(Stored records)
--
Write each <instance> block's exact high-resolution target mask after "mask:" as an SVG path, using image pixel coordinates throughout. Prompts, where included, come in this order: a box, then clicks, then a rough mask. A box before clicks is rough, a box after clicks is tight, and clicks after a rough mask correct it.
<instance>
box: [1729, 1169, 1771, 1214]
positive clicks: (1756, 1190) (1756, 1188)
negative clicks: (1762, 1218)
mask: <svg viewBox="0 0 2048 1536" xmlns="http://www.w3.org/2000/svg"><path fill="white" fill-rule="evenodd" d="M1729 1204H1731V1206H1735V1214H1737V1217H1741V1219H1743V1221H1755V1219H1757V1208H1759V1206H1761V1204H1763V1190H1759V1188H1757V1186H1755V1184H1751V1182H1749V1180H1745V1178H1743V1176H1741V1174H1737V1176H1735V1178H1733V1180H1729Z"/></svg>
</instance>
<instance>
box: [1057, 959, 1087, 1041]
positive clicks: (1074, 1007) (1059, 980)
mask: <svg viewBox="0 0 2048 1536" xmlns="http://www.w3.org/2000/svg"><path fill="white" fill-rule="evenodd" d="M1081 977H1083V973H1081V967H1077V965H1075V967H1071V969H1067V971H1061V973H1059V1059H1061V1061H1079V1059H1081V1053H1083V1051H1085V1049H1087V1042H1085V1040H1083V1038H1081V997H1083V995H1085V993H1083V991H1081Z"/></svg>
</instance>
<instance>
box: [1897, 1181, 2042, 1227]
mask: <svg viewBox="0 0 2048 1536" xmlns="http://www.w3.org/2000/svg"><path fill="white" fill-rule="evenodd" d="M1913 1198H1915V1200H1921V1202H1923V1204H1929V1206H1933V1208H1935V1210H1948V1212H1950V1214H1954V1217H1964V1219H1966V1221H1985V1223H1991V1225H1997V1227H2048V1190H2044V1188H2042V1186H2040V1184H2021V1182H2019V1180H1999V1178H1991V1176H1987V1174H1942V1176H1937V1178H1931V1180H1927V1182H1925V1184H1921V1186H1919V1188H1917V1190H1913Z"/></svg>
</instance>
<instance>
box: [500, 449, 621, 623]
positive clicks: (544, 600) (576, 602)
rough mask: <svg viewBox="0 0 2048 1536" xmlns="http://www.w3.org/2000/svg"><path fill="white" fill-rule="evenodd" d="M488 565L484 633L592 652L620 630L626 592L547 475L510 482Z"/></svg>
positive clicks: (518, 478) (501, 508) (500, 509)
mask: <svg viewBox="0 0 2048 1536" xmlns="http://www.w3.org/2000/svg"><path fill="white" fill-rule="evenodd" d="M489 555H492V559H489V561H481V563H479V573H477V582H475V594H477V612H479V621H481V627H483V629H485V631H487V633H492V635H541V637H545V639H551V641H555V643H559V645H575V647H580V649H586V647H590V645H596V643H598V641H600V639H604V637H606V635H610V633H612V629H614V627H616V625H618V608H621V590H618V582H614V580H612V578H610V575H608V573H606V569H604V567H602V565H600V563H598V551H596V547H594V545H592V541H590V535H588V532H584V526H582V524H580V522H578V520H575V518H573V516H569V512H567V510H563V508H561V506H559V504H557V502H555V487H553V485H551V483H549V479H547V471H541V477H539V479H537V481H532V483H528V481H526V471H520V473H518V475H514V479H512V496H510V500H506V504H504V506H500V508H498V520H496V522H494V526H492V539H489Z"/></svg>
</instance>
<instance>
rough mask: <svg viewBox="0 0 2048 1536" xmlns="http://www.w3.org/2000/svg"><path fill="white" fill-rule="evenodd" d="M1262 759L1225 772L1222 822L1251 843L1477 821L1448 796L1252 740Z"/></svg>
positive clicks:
--
### WHAT THIS TASK INVOLVES:
Only the lines above from the line with "negative clicks: (1762, 1218)" to the line with "box: [1057, 959, 1087, 1041]", those two lines included, should be reproduced exactly.

### RESPONSE TO THE TASK:
negative clicks: (1762, 1218)
mask: <svg viewBox="0 0 2048 1536" xmlns="http://www.w3.org/2000/svg"><path fill="white" fill-rule="evenodd" d="M1729 1204H1731V1206H1735V1214H1737V1217H1741V1219H1743V1221H1755V1219H1757V1208H1759V1206H1761V1204H1763V1190H1759V1188H1757V1186H1755V1184H1751V1182H1749V1180H1745V1178H1743V1176H1741V1174H1737V1176H1735V1178H1733V1180H1729Z"/></svg>
</instance>
<instance>
box: [1057, 959, 1087, 1041]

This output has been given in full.